# Any Thoughts on Landau Boats



## Outdoorsman (Apr 1, 2010)

I am looking at a 1648 Landau Mod - V Aluminum hull W/ flat bottom jon boat with console steering. I beleive it is a 1983 "Bass Hawk" Model. Does anyone have any experiance or opinions on the early 80's Landau boats? I did some online research and could not come up with much. Thanks in advance for any help.


----------



## ober51 (Apr 1, 2010)

I've seen them, seem to be sturdy as anything else, and you'll want to check it out thoroughly like any other boat that old. Don't let the name and age scare you - that's a great sized boat for a tinny.

Depends on the price, but I would buy that.


----------



## Outdoorsman (Apr 1, 2010)

ober51 said:


> I've seen them, seem to be sturdy as anything else, and you'll want to check it out thoroughly like any other boat that old. Don't let the name and age scare you - that's a great sized boat for a tinny.
> 
> Depends on the price, but I would buy that.



Speaking of size...I measured the 48" at the bottom of the boat on the floor from side to side. The top outside edge (Beam?) measures 68". Am I right in the description of 1648 ?


----------



## ober51 (Apr 1, 2010)

Outdoorsman said:


> ober51 said:
> 
> 
> > I've seen them, seem to be sturdy as anything else, and you'll want to check it out thoroughly like any other boat that old. Don't let the name and age scare you - that's a great sized boat for a tinny.
> ...




Yep. It's the bottom width that is important, 48 is a great size, usually very stable.


----------



## free jonboat (Apr 4, 2010)

ive got a 10 foot landau and its as tough as nails... seriously, it should be at the bottom of the lake the way it has been abused (not by me) but i like it ive seen a guy jump wake with his flat bottom landau and not once has he ever poped out a rivet (so he says)


----------

Data
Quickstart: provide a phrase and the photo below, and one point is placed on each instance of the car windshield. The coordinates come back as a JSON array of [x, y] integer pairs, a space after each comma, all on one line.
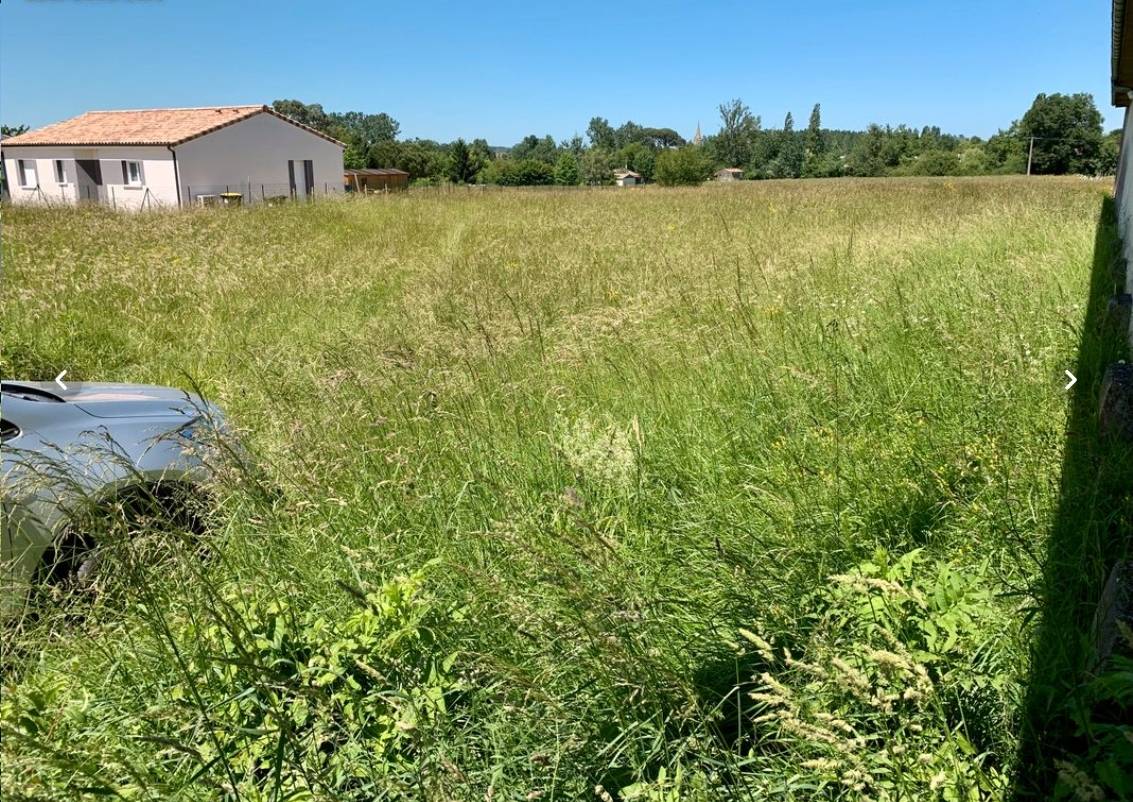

The task
In the Landau boats thread, what year and model does Outdoorsman believe the boat is?

Written reply
A 1983 "Bass Hawk" model.